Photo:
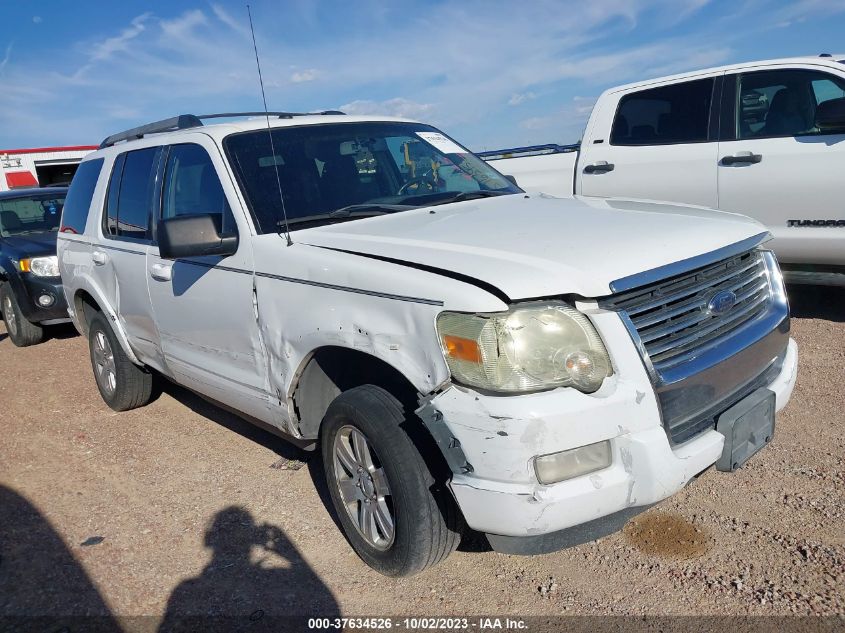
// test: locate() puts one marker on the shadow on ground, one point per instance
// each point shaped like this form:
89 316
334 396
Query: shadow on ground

————————

**TASK:**
Rename "shadow on ground" to "ground shadow" throughout the data above, and reproduce it with no other changes and without the pictures.

**OUTPUT BELOW:**
Photo:
// test: locate() puts one marker on the ground shadow, one point per instance
// each point shaped like this form:
89 316
334 396
Query: ground shadow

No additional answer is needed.